**WHAT NEEDS TO BE DONE**
Copy out the entries exactly. Print them in full.
---
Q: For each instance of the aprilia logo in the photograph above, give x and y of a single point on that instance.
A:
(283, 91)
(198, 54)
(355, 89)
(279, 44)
---
**RESULT FOR THIS EXERCISE**
Q: For each instance of the aprilia logo in the photograph above, give x and y of a single point on that instance.
A:
(283, 91)
(198, 54)
(355, 89)
(279, 44)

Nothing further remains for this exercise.